Filter the entries down to the lines holding "JSON", then copy those lines.

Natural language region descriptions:

Content starts

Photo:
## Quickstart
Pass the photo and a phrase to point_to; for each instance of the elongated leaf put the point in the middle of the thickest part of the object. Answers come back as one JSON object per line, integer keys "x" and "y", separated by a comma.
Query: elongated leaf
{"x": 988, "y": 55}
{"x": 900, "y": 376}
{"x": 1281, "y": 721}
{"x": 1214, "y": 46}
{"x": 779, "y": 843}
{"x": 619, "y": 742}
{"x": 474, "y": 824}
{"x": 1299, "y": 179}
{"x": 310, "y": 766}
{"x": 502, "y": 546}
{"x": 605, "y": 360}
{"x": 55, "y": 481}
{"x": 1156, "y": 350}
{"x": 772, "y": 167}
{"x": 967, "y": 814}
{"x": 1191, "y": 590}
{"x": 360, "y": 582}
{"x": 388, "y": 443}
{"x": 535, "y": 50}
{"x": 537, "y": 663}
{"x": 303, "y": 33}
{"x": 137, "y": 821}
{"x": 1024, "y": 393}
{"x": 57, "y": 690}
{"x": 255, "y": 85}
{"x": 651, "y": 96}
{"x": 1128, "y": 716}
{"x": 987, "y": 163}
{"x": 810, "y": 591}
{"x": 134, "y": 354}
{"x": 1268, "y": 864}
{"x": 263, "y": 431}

Content ends
Content starts

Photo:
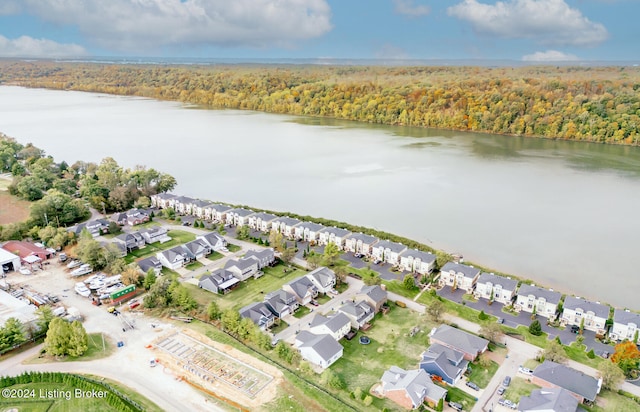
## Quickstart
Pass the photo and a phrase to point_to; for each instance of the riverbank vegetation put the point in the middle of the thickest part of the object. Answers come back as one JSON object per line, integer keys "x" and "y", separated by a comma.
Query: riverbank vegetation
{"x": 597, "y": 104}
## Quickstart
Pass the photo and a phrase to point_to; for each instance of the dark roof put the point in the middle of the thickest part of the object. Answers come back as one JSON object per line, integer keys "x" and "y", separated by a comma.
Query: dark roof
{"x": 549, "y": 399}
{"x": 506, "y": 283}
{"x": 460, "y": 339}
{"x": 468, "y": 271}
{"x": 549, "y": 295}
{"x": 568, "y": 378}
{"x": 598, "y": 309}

Content ends

▶ THE ANSWER:
Pass the photo and a phrase to point_to; for each instance of the elongated leaf put the point in the middle of the thickest part of the object. Answers come back as one JSON object per line, integer keys "x" and "y", separated by a comma.
Pass the photo and a phrase to point_to; for each instance of the riverbank vegetation put the point in the middle of the thickest part of the object. Answers come back as one JSON object per line, integer keys "x" and "y", separated by a comma.
Pass the photo and a phrase to point_to; for each instance of the dark roof put the point in the middle of the thickest part of the object. Answers come back as one JSON object per line, integer keys "x" and "y", separated by a comma.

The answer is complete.